### What to work on
Would you print every entry below exactly as written, omitting the images?

#####

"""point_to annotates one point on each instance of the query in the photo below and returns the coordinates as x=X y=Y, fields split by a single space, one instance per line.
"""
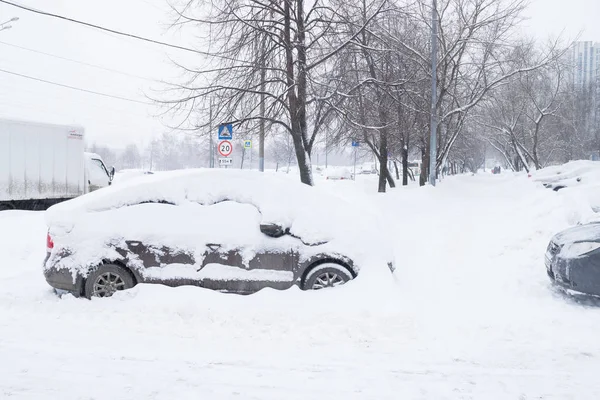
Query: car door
x=247 y=259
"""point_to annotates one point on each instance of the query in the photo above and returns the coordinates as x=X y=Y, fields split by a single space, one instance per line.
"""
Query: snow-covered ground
x=472 y=315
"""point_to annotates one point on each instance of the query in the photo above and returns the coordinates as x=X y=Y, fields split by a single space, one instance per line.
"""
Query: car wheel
x=106 y=280
x=326 y=275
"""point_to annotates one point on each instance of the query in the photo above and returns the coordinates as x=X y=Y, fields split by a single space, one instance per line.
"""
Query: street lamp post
x=434 y=122
x=6 y=25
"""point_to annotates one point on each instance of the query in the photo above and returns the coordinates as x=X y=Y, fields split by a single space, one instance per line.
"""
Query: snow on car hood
x=581 y=233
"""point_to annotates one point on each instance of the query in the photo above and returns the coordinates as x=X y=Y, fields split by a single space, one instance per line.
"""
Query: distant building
x=586 y=61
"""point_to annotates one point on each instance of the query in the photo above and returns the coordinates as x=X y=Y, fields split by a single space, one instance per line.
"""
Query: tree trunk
x=383 y=155
x=297 y=88
x=424 y=166
x=404 y=165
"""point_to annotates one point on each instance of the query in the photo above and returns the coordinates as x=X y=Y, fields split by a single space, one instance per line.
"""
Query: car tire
x=326 y=275
x=107 y=279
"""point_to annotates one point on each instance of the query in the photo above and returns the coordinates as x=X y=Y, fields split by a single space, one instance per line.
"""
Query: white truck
x=44 y=164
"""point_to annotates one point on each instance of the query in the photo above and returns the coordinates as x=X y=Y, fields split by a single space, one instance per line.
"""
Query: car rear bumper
x=578 y=275
x=62 y=279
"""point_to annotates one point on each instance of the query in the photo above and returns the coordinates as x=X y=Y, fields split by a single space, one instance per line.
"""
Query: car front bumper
x=62 y=279
x=580 y=275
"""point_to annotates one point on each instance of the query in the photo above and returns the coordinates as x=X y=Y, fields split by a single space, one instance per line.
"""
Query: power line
x=75 y=88
x=103 y=28
x=80 y=62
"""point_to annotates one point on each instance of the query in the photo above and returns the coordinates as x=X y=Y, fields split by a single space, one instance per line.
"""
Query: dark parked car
x=230 y=231
x=573 y=259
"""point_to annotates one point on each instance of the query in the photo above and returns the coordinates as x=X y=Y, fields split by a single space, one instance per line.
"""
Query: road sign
x=225 y=132
x=225 y=148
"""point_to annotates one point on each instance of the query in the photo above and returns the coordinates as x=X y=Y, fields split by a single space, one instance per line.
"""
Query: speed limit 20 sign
x=225 y=148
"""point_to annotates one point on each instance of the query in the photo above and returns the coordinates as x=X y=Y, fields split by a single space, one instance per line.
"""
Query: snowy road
x=472 y=316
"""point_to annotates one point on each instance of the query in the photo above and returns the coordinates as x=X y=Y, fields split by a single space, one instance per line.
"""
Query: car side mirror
x=273 y=230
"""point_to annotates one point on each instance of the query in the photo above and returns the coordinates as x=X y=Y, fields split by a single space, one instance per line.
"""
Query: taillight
x=49 y=242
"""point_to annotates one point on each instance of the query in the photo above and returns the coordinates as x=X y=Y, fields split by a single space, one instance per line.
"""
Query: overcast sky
x=117 y=122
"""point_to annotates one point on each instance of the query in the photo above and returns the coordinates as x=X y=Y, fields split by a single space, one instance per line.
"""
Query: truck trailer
x=44 y=164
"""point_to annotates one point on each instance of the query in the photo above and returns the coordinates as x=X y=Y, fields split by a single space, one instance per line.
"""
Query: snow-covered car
x=571 y=174
x=573 y=259
x=338 y=174
x=127 y=175
x=233 y=231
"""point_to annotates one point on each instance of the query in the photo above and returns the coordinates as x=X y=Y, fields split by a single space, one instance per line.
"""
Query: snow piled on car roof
x=306 y=211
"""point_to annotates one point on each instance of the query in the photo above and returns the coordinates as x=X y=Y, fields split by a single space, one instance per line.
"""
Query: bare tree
x=266 y=60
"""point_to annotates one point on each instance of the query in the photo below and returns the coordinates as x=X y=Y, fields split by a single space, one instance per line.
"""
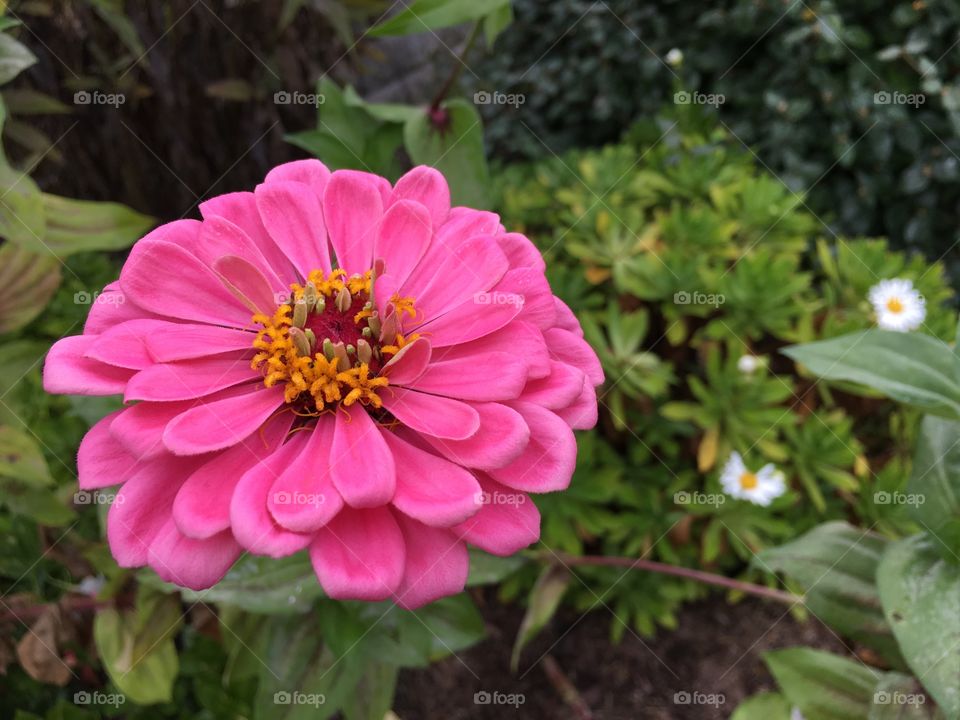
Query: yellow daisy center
x=327 y=345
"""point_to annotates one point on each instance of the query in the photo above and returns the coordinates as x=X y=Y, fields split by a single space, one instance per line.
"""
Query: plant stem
x=684 y=572
x=458 y=67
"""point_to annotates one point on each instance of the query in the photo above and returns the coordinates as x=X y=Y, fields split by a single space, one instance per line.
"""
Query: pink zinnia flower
x=336 y=364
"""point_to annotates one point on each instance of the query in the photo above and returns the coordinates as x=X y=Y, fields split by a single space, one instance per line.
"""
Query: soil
x=716 y=651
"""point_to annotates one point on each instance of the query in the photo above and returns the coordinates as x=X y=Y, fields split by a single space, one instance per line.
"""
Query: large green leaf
x=836 y=564
x=920 y=592
x=423 y=15
x=14 y=58
x=910 y=367
x=823 y=685
x=451 y=140
x=27 y=282
x=80 y=225
x=935 y=480
x=260 y=585
x=137 y=646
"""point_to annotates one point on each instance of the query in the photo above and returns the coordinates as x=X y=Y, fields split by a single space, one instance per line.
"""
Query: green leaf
x=543 y=602
x=28 y=281
x=836 y=564
x=912 y=368
x=455 y=148
x=487 y=569
x=259 y=585
x=764 y=706
x=14 y=58
x=423 y=15
x=823 y=685
x=80 y=225
x=137 y=646
x=920 y=592
x=22 y=217
x=935 y=478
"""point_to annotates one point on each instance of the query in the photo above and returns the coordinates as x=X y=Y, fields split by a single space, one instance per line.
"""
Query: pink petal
x=190 y=379
x=558 y=390
x=437 y=564
x=142 y=507
x=67 y=370
x=403 y=237
x=502 y=436
x=429 y=188
x=251 y=521
x=222 y=423
x=507 y=523
x=139 y=428
x=568 y=348
x=430 y=489
x=521 y=252
x=352 y=208
x=489 y=377
x=190 y=563
x=436 y=416
x=166 y=279
x=311 y=172
x=168 y=342
x=240 y=208
x=362 y=465
x=581 y=414
x=359 y=555
x=248 y=284
x=548 y=461
x=303 y=497
x=123 y=346
x=292 y=215
x=101 y=460
x=408 y=364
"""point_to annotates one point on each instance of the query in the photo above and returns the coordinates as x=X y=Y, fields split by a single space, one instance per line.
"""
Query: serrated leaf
x=920 y=592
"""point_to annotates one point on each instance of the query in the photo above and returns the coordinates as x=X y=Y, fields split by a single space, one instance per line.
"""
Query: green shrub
x=682 y=257
x=799 y=82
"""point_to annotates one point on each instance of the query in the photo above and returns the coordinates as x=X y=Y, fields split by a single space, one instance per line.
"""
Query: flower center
x=894 y=305
x=328 y=344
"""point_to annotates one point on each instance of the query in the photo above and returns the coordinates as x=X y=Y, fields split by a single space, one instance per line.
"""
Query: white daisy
x=760 y=488
x=749 y=364
x=897 y=304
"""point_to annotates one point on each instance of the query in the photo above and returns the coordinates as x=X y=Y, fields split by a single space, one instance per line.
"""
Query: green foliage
x=810 y=87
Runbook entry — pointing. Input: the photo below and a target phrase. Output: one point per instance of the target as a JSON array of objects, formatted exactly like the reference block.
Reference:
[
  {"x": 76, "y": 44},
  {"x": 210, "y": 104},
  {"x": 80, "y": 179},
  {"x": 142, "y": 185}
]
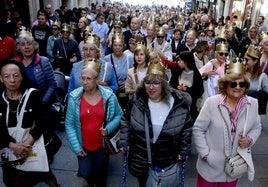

#####

### Exercise answer
"""point_to annotates one point on each instance of the query in the photo below and returns the coordinates as x=X y=Y, fields split by a single space, one instance per line.
"""
Query: car door
x=247 y=259
"""point_to annotates one point on each instance of the query in the photo above and returns the coordinates as x=X y=Y, fields split by a single space, one instance per line.
"""
Query: snow-covered ground
x=472 y=315
"""point_to annotates one point on each instance of the query in the photo above and returns the coordinates as x=X y=Y, fields split by a single space, one instance per line.
"""
Query: car wheel
x=106 y=280
x=326 y=275
"""point_to annotates one point on each instance of the query in the photo above and returns the coordinates as x=X y=Y, fields split by a single space, one instance per line.
"""
Query: street lamp post
x=434 y=122
x=6 y=25
"""point_to annotates one point on each instance of the query in the photo above and returns the coordinates as x=X y=Y, fields split by a single space, one instance per line.
"""
Query: snow on car hood
x=581 y=233
"""point_to annotates one point on each instance of the query in the photo above and returns the coordinates as x=X y=Y, fields split by a single space, one instance per line.
"""
Query: distant building
x=586 y=61
"""point_to annotates one point on each instance of the query in the photo above and returns the coordinates as x=X y=Y, fields split by a single space, one instance per line.
"""
Query: tree trunk
x=383 y=155
x=297 y=88
x=424 y=166
x=404 y=165
"""point_to annotates one point on each instance of the query in the photo above and returns the coordinates as x=X y=Y, fields split by a single space, one instance per line.
"""
Query: car tire
x=326 y=275
x=107 y=279
"""point_to annotates one point on each instance of the query in the photo above and returns the coordinates as x=X y=Y, fields split by a single space, one instance per line.
"""
Query: white truck
x=44 y=164
"""point_to annotates one point on each instance of the query in the photo above and returns the coordinates as x=X y=Y, fields split by a single space, one instance per line.
"""
Query: car rear bumper
x=578 y=275
x=62 y=279
"""point_to annotates one point on each instance of the query in the photo above and returns the coordinates as x=X y=Y, fields split by a single space, one instance per line.
"""
Query: car front bumper
x=62 y=279
x=580 y=275
"""point_to annotates one point on each instance of the query in the photo above and returns the coordinates as x=X y=Y, fields split by a single space, one instance per line.
"""
Query: power line
x=75 y=88
x=103 y=28
x=80 y=62
"""point_to annotates one point on each instance of the query in the photo above and returns the coordinates as x=X y=Y, fields split by a single space, one instance per line.
"""
Query: dark parked car
x=230 y=231
x=573 y=259
"""point_to annotates one point on each instance of the query in the photo above and returns the coordinates as x=X y=Y, fields split by a single space, one instance per line.
"""
Query: road sign
x=225 y=132
x=225 y=148
"""point_to annotates one point on each instance of the query in the photo above and returns the coordinates as x=X y=Y, fields split by a single space, one instance per line.
"""
Query: speed limit 20 sign
x=225 y=148
"""point_to annotates one point on each instance of the query in the photo above and returns the coordinates as x=X y=Y, fields split by a single space, one instance per line.
"""
Query: snowy road
x=472 y=316
"""point_to annotates one point on each instance of the query in the photo above and returns the coordinates as x=X y=Y, fields split by a single space, one instance per line.
"""
Query: car side mirror
x=273 y=230
"""point_to annotates one point on each instance of the query in the photo above and returns the coordinates as x=X y=Y, fields split by a single space, one instance per line.
"""
Query: taillight
x=49 y=242
"""point_to annotates one point on each instance of the query in the photo above and returns the coordinates as x=X y=Y, fields split by a single space, one instance per line.
"""
Query: overcast sky
x=117 y=122
"""point_to annotates one point on each instance of the query in the photo above and returns the coordinates as x=X y=Y, fields split by a single space, one instance per line.
"""
Query: truck trailer
x=44 y=164
"""point_to annotates one point on each instance of the query in the photo above and returns the coordinates as x=X y=Y, fields split by a single space, one instance per line.
"""
Query: snow-covered car
x=571 y=174
x=573 y=259
x=338 y=174
x=127 y=175
x=233 y=231
"""point_to annotates one point on each instance of the query in the photo above and returns the coordinates as x=X y=Y, fields split by a single space, one instance per line.
"""
Query: snow piled on car roof
x=306 y=211
"""point_to annotates one point on each instance of the query in the photo above and returns the coordinates as x=X y=Y, fields split by a single space, one instance per line.
"""
Query: bare tree
x=266 y=60
"""point_to annotates one point on each instance of the query in the photo below and returns the coordinates as x=X y=Y, fields split by a single space, one instance per line.
"""
Query: yellow daisy center
x=327 y=345
"""point_to annotates one point on each instance of the query in the photo above and returns the coordinates as x=X y=Y, fields split by a single space, one instance per line.
"""
Query: plant stem
x=684 y=572
x=458 y=67
"""point_to annotates one point on each instance of the query in the photo above and returns the coordinates as x=X y=Y, fields split by a single space, one instance per line.
"""
Query: pink zinnia flower
x=336 y=364
"""point_to annotates one point on each instance of the query in the photo above and returns the coordinates as x=X y=Y, fields split by a single space, one instance per line.
"""
Query: soil
x=716 y=651
"""point_to annotates one point on each instance of the query in the photo above and returns the coordinates as x=X y=Y, fields split by a single space, one instance per line.
"""
Query: large green leaf
x=836 y=564
x=920 y=592
x=423 y=15
x=14 y=58
x=910 y=367
x=823 y=685
x=451 y=140
x=27 y=282
x=80 y=225
x=935 y=480
x=260 y=585
x=137 y=646
"""point_to annotates one point on each instance of the query in the photo above and returns the coordinates as x=X y=Y, fields split by a single space, one instance per line.
"""
Query: green leaf
x=543 y=602
x=28 y=281
x=836 y=564
x=912 y=368
x=455 y=148
x=487 y=569
x=259 y=585
x=764 y=706
x=14 y=58
x=423 y=15
x=823 y=685
x=80 y=225
x=137 y=646
x=920 y=592
x=22 y=217
x=935 y=478
"""point_to annotates one point on each instance of the query in the photo above and returns the coordinates as x=X y=Y, fields split by a single space, one instance per line.
"""
Query: pink petal
x=190 y=379
x=558 y=390
x=437 y=564
x=142 y=507
x=67 y=370
x=403 y=237
x=502 y=436
x=429 y=188
x=251 y=521
x=222 y=423
x=507 y=523
x=139 y=428
x=568 y=348
x=430 y=489
x=521 y=252
x=352 y=208
x=489 y=377
x=190 y=563
x=436 y=416
x=166 y=279
x=311 y=172
x=168 y=342
x=240 y=208
x=362 y=465
x=581 y=414
x=359 y=555
x=248 y=284
x=548 y=461
x=303 y=497
x=123 y=346
x=292 y=215
x=101 y=460
x=408 y=364
"""point_to annotates one point on each instance of the query in the photo above and returns the coordinates as x=X y=Y, fields split by a single space, one instance per line.
"""
Query: serrated leaf
x=920 y=592
"""point_to annotates one point on each instance of the query in the photo above and returns the coordinates as x=X y=Y, fields split by a single space, one instance per line.
"""
Query: green shrub
x=682 y=257
x=799 y=82
"""point_to annotates one point on each instance of the query in the photo above and returns the coordinates as x=X y=Y, fields split by a single space, one instance per line.
"""
Query: flower center
x=894 y=305
x=328 y=344
"""point_to annotates one point on each instance of the query in the photo above and returns the coordinates as x=X y=Y, fields split by a single space, one instance per line.
"""
Query: white daisy
x=760 y=488
x=749 y=364
x=897 y=304
"""point_to annotates one point on each instance of the query in the photo above and returns the coordinates as x=X y=Y, fields split by a single space, one instance per line.
"""
Query: green foliage
x=810 y=87
Runbook entry — pointing. Input: the photo below and a target phrase. Output: one point per instance of the target as a JSON array of objects, formatted exactly like the reference block.
Reference:
[
  {"x": 76, "y": 44},
  {"x": 210, "y": 104},
  {"x": 80, "y": 179},
  {"x": 142, "y": 185}
]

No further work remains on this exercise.